╔══

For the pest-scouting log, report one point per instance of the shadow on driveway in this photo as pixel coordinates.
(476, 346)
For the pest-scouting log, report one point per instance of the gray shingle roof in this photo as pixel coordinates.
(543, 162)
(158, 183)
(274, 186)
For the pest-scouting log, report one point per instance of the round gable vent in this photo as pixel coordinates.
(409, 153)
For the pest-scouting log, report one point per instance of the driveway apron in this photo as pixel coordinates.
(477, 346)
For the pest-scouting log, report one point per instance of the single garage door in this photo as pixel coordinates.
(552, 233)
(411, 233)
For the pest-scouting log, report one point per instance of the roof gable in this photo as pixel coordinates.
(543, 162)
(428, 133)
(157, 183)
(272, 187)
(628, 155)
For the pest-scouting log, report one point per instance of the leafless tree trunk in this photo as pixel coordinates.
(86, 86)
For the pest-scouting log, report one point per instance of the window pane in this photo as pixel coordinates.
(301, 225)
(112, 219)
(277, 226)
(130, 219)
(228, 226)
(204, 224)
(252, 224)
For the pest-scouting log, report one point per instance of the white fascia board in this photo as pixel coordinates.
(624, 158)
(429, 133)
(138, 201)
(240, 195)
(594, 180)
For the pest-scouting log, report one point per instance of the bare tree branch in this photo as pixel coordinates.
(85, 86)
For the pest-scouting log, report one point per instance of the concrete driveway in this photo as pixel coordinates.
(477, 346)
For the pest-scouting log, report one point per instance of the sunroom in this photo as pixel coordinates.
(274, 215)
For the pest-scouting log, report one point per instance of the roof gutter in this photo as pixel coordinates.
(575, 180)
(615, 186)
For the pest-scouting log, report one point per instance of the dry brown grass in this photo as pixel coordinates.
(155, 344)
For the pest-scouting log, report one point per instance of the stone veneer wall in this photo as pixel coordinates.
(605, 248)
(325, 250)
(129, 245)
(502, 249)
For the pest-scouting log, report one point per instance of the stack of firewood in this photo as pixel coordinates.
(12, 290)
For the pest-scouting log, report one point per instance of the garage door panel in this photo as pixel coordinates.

╚══

In the records above, find the line containing "trunk in this photo as pixel coordinates."; please retype it and every line after it through the last line, exactly and with nothing else.

Task result:
For the pest-scouting log, report one point per instance of the leafless tree trunk in this photo as pixel coordinates.
(86, 86)
For the pest-scouting log, report one point per instance of the window pane in this photo as pixel coordinates.
(301, 225)
(112, 219)
(277, 226)
(130, 219)
(228, 226)
(204, 224)
(252, 224)
For the pest-scouting log, report one point per instance of the white fascia board in this photo as pixel coordinates.
(624, 158)
(429, 133)
(138, 201)
(240, 195)
(594, 180)
For the pest-scouting log, report one point per instance of the bare tree branch in this photo as pixel coordinates.
(85, 86)
For the pest-scouting log, report one point per instance of the concrete driveway in this photo as pixel coordinates.
(477, 346)
For the pest-scouting log, report one point per instance of the sunroom in this photo as pixel coordinates.
(274, 215)
For the pest-scouting log, report one point per instance of the roof gutter in this photo as pixel coordinates.
(575, 180)
(615, 186)
For the pest-scouting log, report one point per instance of the dry brown grass in this photo as pixel coordinates.
(155, 344)
For the pest-scouting log, report one point per instance of the stone veneer wall in this photo as pixel coordinates.
(605, 248)
(325, 250)
(129, 245)
(502, 249)
For the pest-scouting log, report one point per instance of the stack of firewood in this photo as pixel coordinates.
(12, 290)
For the pest-scouting log, report one point per instance of the garage door panel in this photo as pixel coordinates.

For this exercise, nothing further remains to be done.